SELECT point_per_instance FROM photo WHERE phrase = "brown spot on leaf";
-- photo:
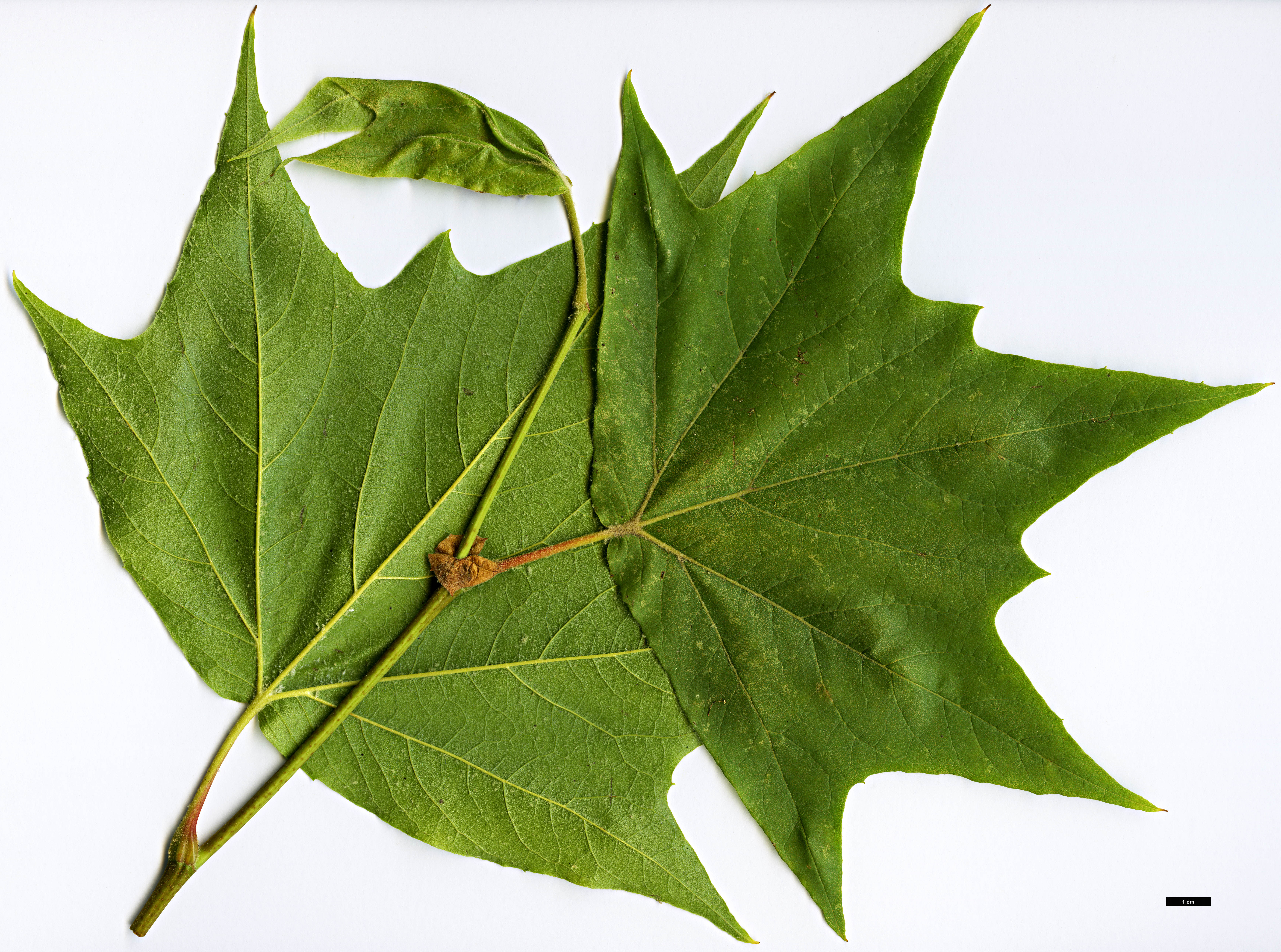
(457, 575)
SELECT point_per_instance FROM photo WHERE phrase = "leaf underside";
(833, 478)
(831, 481)
(277, 454)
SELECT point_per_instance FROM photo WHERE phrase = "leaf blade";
(827, 480)
(416, 130)
(380, 416)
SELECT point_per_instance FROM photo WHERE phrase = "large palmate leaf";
(275, 458)
(823, 480)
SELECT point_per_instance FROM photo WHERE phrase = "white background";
(1102, 177)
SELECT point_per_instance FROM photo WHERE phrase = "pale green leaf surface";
(418, 130)
(276, 455)
(832, 478)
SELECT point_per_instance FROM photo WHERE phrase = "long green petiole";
(186, 854)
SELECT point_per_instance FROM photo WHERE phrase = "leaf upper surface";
(829, 478)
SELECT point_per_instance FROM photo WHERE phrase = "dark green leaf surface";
(829, 478)
(276, 455)
(417, 130)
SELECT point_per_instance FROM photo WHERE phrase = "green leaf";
(824, 480)
(705, 181)
(418, 130)
(275, 458)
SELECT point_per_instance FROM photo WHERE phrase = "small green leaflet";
(818, 484)
(827, 480)
(276, 455)
(417, 130)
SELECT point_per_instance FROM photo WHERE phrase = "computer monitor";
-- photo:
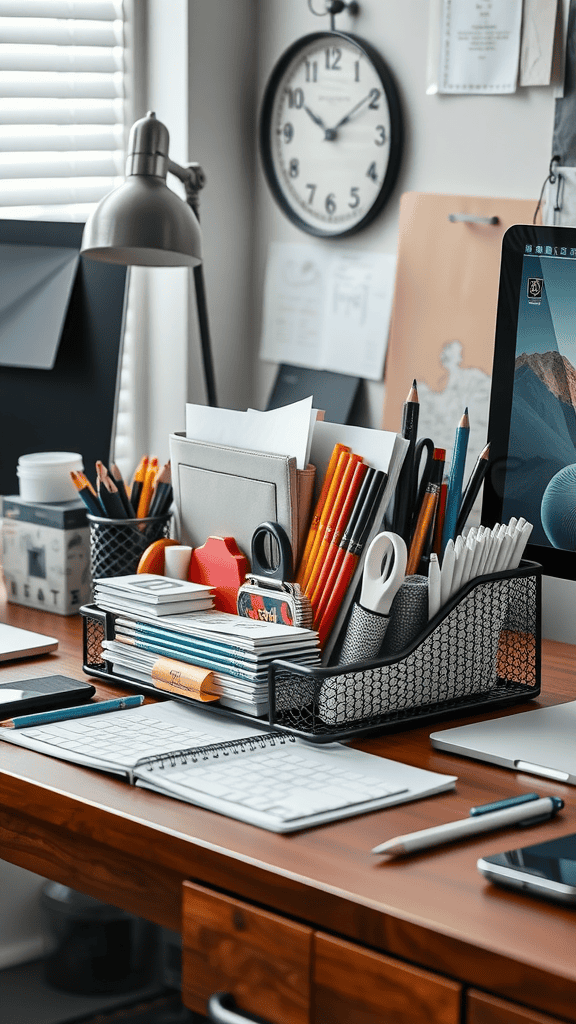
(532, 421)
(56, 393)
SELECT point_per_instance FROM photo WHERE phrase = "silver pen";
(527, 812)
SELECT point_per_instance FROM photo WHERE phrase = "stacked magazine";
(237, 650)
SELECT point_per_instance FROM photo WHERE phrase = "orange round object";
(152, 559)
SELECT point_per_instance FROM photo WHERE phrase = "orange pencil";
(338, 504)
(341, 464)
(332, 537)
(148, 487)
(337, 450)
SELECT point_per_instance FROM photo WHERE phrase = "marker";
(523, 813)
(82, 711)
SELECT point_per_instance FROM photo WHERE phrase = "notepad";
(270, 779)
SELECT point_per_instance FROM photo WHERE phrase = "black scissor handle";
(270, 540)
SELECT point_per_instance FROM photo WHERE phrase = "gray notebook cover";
(540, 742)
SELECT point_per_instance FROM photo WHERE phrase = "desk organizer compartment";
(482, 651)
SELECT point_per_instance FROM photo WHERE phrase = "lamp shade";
(144, 222)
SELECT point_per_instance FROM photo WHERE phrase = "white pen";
(526, 813)
(435, 586)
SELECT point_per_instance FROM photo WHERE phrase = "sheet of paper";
(480, 46)
(282, 431)
(327, 309)
(537, 41)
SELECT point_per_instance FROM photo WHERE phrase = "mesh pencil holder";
(482, 650)
(117, 545)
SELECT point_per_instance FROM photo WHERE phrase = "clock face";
(331, 133)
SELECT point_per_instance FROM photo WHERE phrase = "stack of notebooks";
(237, 650)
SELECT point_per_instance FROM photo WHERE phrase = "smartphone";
(23, 696)
(546, 869)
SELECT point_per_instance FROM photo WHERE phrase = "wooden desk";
(309, 927)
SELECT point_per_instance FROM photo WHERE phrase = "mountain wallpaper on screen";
(542, 436)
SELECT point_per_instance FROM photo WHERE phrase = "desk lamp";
(145, 223)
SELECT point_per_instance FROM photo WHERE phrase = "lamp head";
(142, 222)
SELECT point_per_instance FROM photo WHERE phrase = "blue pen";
(455, 479)
(80, 711)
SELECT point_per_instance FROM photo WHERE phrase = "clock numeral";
(333, 57)
(295, 97)
(374, 97)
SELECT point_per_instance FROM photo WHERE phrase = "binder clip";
(269, 595)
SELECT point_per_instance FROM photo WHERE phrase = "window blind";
(64, 118)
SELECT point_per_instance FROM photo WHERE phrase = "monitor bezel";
(554, 561)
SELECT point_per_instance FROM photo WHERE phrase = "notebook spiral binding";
(195, 754)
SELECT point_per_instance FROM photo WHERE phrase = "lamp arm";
(194, 179)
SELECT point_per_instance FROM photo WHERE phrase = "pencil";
(334, 531)
(352, 557)
(424, 521)
(406, 486)
(148, 486)
(90, 500)
(366, 497)
(119, 481)
(335, 481)
(455, 478)
(137, 482)
(336, 451)
(472, 487)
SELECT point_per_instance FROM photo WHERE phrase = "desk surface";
(133, 849)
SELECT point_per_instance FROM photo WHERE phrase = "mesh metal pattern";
(117, 545)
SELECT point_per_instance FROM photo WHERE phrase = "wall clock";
(331, 133)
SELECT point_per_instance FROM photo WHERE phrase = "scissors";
(384, 570)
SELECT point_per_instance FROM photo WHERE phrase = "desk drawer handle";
(221, 1010)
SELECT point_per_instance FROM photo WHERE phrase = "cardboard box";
(46, 554)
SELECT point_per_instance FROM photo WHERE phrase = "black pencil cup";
(117, 545)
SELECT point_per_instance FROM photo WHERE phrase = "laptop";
(540, 742)
(23, 643)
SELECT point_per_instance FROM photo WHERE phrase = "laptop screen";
(532, 422)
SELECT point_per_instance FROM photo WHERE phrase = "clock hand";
(347, 116)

Task to carry out:
The records above must be printed exactly, but the pictures they hold should be omitted.

Answer box:
SELECT point_per_instance FROM photo WHERE phrase = "brown spot on leaf";
-- photo:
(457, 575)
SELECT point_per_instance FROM photo WHERE phrase = "leaf underside";
(833, 478)
(831, 481)
(277, 454)
SELECT point_per_instance FROM photo WHERE phrase = "leaf blade";
(827, 480)
(416, 130)
(380, 416)
SELECT point_per_instance FROM photo WHERE phrase = "large palmate leaf";
(275, 458)
(823, 480)
SELECT point_per_instance FROM photo WHERE phrase = "white background";
(1102, 177)
SELECT point_per_instance FROM photo WHERE phrase = "pale green leaf surface";
(418, 130)
(276, 455)
(832, 478)
SELECT point_per_instance FROM photo WHERE phrase = "long green petiole";
(186, 854)
SELECT point_per_instance FROM photo WHERE phrase = "leaf upper surface";
(829, 478)
SELECT point_per_instance FROM photo WHERE phrase = "dark green leaf surface";
(829, 478)
(276, 455)
(417, 130)
SELECT point_per_instance FROM photo WHERE phrase = "green leaf";
(824, 480)
(705, 181)
(418, 130)
(275, 458)
SELECT point_per_instance FROM photo WHERE phrase = "small green leaflet";
(818, 484)
(827, 480)
(276, 455)
(417, 130)
SELECT point_per_instance FROM photo WHERE phrase = "computer monitor";
-- photo:
(532, 421)
(56, 393)
SELECT point_per_instance FROM photo WHERE phrase = "silver pen";
(527, 812)
SELECT point_per_instance FROM photo WHERE phrase = "stacked magazine";
(237, 650)
SELECT point_per_instance FROM photo WHERE phrase = "orange round object";
(152, 559)
SELECT point_per_instance FROM photo WHERE phrase = "orange pencil";
(338, 504)
(341, 464)
(332, 537)
(148, 487)
(337, 450)
SELECT point_per_instance FROM photo WHERE phrase = "marker";
(523, 813)
(82, 711)
SELECT point_per_instance FROM photo WHERE phrase = "notepad";
(270, 779)
SELECT point_per_instance FROM photo WHERE phrase = "black scissor handle";
(270, 540)
SELECT point_per_instance FROM photo WHERE phrase = "gray notebook cover";
(540, 742)
SELECT point_per_instance FROM photo WHERE phrase = "desk organizer compartment";
(482, 651)
SELECT point_per_instance FROM photo WHERE phrase = "lamp shade";
(144, 222)
SELECT point_per_instance FROM photo WHERE phrase = "white pen";
(526, 813)
(435, 586)
SELECT point_per_instance FROM photo WHERE phrase = "sheet of paper";
(480, 46)
(282, 431)
(327, 309)
(537, 41)
SELECT point_per_instance FROM photo WHERE phrase = "mesh pencil holder";
(482, 650)
(117, 545)
SELECT point_per_instance FROM photo WHERE phrase = "clock face";
(331, 133)
SELECT point_per_instance FROM photo WHERE phrase = "stack of notebooks";
(237, 650)
SELECT point_per_instance FROM photo WHERE phrase = "smartphone";
(23, 696)
(546, 869)
SELECT point_per_instance FROM photo WHERE phrase = "wooden desk";
(309, 927)
SELECT point_per_instance FROM photo WHERE phrase = "mountain wallpaper on screen";
(542, 436)
SELECT point_per_instance FROM photo WHERE phrase = "desk lamp";
(145, 223)
SELECT point_per_instance FROM photo WHERE phrase = "lamp head";
(142, 222)
SELECT point_per_instance FROM photo WHERE phrase = "blue pen";
(455, 479)
(80, 711)
SELECT point_per_instance FROM photo WHERE phrase = "clock numeral";
(333, 57)
(295, 97)
(374, 97)
SELECT point_per_instance FROM photo WHERE phrase = "binder clip";
(269, 595)
SELECT point_per_instance FROM photo WHERE phrase = "window blind";
(64, 118)
SELECT point_per_instance FROM photo WHERE phrase = "monitor bezel";
(554, 561)
SELECT point_per_instance FROM photo WHERE phrase = "notebook spiral binding";
(195, 754)
SELECT point_per_instance FROM photo WHERE phrase = "lamp arm";
(194, 179)
SELECT point_per_instance FROM photo WHERE phrase = "pencil";
(334, 531)
(352, 557)
(424, 521)
(406, 486)
(148, 486)
(90, 500)
(366, 497)
(119, 481)
(335, 481)
(455, 478)
(137, 482)
(336, 451)
(472, 487)
SELECT point_per_instance FROM photo WHERE phrase = "desk surface";
(133, 849)
SELECT point_per_instance FROM photo WHERE phrase = "mesh metal pattern";
(117, 545)
SELECT point_per_instance FROM photo WHERE phrase = "wall clock";
(331, 133)
SELECT point_per_instance FROM photo WHERE phrase = "scissors";
(384, 570)
SELECT point_per_instance FROM photo WHERE phrase = "desk drawer handle";
(221, 1010)
SELECT point_per_instance FROM photo WHERE phrase = "cardboard box";
(46, 554)
SELECT point_per_instance FROM photo WHERE phrase = "black pencil cup";
(117, 545)
SELECT point_per_instance FROM photo WHERE phrase = "laptop";
(540, 742)
(23, 643)
SELECT point_per_instance FROM photo WHERE phrase = "laptop screen";
(532, 422)
SELECT point_per_instance FROM photo WHERE phrase = "clock hand";
(347, 116)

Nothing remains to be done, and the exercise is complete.